» Work to be completed
Reproduce each line from the records that holds "barrel".

(Source data)
--------------------
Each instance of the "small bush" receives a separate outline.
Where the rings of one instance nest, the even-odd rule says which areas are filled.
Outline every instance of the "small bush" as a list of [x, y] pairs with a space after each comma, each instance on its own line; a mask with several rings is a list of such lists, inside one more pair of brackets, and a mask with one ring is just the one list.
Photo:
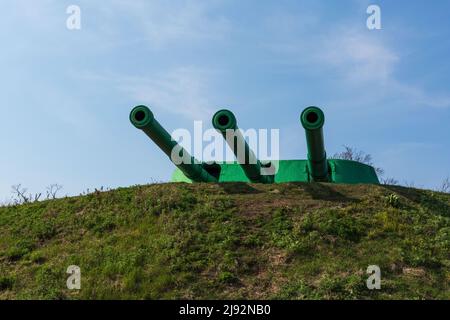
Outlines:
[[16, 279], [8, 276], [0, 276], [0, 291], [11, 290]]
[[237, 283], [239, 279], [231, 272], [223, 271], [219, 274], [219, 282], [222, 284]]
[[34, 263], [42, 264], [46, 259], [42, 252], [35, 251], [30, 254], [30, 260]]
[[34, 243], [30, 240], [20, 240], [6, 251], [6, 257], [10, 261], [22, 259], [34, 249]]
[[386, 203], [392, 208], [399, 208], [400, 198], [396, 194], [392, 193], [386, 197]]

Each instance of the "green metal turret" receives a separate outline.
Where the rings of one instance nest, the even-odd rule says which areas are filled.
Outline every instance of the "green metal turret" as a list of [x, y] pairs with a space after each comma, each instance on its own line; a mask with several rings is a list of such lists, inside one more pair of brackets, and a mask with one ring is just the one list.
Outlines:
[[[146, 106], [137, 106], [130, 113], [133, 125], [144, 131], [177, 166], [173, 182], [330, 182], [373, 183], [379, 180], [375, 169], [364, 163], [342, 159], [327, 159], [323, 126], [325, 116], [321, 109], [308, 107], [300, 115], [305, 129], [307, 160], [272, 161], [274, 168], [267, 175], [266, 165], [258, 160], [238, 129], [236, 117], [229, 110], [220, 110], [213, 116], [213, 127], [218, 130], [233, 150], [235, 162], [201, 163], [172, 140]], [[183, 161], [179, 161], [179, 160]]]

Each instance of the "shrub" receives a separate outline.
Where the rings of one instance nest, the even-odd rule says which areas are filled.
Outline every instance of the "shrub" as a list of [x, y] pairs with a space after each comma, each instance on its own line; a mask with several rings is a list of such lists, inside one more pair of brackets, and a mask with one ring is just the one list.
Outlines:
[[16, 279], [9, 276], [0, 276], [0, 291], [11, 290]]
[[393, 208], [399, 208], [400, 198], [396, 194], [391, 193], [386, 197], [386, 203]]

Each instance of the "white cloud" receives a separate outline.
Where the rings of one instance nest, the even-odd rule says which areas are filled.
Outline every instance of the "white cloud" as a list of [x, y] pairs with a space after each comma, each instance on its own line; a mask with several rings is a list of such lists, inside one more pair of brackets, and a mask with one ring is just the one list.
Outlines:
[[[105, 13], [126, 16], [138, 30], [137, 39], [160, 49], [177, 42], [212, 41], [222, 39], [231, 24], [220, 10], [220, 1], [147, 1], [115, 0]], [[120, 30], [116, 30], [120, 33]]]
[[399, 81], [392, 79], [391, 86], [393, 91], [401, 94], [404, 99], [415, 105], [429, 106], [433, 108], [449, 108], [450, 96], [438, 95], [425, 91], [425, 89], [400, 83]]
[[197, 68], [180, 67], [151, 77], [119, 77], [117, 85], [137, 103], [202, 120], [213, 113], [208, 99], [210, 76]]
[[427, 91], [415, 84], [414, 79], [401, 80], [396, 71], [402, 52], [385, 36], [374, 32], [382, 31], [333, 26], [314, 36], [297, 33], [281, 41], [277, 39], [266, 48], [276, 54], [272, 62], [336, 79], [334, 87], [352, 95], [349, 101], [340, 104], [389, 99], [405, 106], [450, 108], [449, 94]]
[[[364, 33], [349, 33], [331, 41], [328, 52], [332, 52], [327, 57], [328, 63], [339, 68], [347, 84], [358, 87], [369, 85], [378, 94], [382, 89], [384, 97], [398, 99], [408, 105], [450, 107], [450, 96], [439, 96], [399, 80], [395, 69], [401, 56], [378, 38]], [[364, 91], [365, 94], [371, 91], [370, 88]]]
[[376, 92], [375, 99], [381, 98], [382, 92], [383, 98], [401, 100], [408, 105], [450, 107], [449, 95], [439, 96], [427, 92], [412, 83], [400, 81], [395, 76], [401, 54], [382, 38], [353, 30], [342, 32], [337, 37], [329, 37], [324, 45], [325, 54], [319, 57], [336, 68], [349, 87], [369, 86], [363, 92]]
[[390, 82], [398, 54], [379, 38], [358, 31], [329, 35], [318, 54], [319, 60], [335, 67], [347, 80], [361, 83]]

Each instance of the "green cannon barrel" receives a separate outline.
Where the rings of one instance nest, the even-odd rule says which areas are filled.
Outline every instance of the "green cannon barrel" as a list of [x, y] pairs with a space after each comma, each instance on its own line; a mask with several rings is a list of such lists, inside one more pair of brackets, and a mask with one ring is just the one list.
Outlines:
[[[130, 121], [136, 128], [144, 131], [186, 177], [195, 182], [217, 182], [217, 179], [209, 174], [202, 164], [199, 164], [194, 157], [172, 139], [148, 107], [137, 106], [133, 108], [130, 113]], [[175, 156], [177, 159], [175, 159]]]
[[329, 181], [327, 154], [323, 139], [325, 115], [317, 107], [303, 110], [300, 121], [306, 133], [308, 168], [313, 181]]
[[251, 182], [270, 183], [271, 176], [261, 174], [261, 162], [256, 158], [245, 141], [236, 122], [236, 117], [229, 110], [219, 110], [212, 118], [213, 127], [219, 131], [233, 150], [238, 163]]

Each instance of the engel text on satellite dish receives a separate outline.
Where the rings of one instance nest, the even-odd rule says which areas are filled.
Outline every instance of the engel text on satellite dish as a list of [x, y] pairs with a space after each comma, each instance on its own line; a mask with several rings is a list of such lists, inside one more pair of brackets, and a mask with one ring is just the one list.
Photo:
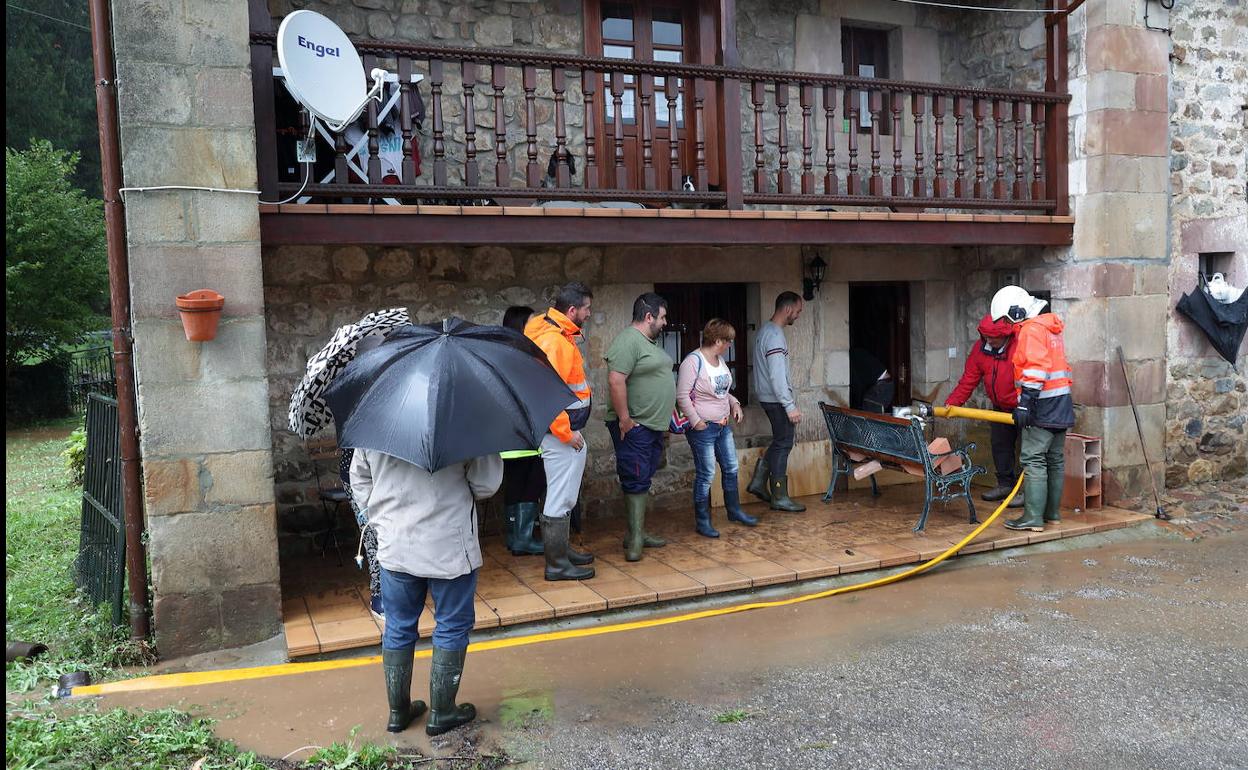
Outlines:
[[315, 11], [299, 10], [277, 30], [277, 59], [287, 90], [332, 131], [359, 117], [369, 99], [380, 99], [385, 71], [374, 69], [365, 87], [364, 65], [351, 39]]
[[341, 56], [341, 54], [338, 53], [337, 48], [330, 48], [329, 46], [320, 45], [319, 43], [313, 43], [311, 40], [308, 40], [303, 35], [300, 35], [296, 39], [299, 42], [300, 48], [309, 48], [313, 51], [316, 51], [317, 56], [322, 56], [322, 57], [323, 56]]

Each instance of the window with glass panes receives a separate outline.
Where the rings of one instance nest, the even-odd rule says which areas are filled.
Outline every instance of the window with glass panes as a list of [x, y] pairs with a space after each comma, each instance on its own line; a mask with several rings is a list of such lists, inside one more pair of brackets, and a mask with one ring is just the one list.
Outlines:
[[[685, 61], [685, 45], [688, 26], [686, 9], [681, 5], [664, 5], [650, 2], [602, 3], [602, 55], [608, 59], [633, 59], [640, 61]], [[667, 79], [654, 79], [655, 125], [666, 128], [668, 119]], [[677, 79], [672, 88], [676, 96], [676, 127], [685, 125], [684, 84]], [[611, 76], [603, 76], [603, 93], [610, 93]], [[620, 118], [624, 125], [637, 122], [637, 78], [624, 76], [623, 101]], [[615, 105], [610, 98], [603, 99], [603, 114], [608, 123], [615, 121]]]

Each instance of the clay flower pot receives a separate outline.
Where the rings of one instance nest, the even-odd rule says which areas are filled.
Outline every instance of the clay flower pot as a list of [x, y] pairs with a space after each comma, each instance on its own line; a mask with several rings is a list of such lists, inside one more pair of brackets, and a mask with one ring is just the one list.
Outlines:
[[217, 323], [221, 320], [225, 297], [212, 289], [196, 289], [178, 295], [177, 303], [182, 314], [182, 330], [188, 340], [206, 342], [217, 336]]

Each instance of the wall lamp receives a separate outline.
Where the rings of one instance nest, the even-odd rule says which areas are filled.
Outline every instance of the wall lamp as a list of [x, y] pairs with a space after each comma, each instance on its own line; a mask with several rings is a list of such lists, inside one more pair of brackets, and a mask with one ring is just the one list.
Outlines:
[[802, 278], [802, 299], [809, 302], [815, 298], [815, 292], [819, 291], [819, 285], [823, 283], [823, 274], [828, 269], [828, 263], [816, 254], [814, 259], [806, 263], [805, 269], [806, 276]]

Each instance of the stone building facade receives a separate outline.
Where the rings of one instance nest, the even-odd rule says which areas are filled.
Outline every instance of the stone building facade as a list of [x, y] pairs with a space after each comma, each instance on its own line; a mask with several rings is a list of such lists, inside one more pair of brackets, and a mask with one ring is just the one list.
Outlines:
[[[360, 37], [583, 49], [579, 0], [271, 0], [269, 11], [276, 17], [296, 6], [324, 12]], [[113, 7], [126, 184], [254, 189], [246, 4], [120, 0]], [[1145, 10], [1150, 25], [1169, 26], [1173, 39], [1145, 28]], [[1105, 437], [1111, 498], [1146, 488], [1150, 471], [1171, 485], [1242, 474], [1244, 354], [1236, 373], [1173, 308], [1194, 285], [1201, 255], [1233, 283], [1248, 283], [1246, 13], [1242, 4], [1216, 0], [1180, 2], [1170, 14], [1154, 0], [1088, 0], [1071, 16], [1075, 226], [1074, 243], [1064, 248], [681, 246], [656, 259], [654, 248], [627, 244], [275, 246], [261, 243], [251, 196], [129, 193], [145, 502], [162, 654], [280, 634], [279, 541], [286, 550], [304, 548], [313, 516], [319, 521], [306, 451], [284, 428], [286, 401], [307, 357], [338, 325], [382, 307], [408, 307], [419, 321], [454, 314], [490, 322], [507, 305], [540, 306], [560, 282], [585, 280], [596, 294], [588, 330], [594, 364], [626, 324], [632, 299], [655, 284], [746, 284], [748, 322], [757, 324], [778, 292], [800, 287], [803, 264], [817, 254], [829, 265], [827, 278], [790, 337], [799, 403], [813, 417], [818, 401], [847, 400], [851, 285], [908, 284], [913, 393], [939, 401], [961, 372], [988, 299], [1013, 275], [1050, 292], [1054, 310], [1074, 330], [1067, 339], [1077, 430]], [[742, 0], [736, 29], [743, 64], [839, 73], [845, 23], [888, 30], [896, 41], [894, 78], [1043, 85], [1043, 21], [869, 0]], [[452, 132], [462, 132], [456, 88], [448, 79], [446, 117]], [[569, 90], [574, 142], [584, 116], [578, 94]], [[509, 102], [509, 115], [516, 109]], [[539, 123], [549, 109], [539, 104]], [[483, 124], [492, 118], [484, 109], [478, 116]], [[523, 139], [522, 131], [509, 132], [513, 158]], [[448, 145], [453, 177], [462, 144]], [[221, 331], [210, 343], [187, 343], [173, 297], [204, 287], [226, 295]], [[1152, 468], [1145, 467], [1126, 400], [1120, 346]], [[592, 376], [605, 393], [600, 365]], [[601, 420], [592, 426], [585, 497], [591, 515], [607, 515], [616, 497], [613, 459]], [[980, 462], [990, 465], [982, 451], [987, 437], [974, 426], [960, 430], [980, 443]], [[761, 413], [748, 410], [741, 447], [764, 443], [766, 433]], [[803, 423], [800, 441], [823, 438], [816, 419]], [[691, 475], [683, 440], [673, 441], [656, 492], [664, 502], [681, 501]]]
--------------------
» Written response
Each instance of the "green cannon barrel" receives a separate outline.
Outline every instance of the "green cannon barrel" as a list of [x, y] pairs with a space after each comma, each instance on its own line; a mask with several rings is a list of such lists, inside one more pair of brackets, and a mask with one ring is just the one list.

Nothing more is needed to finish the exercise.